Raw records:
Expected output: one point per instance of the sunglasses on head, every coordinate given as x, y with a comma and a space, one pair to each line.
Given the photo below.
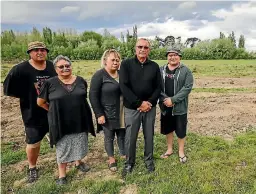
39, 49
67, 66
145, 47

---

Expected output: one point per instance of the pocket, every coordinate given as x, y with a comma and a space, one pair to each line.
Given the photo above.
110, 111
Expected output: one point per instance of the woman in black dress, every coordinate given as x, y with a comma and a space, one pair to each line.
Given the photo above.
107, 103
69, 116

* [Objective]
Return every line of the data above that contains the word "pair".

* [Output for this task]
Expected output: one point per instance of the sunglasses on head, every coordinate given as x, y with a comma and a space, one pair to each line.
Expected output: one point per instance of the pocket, every coordinate given as x, y with a comma and a space, one pair to each line.
Expected output: one point per instance of the woman in black dress, every coordinate given as x, y with a comma and a space, one pair to each line.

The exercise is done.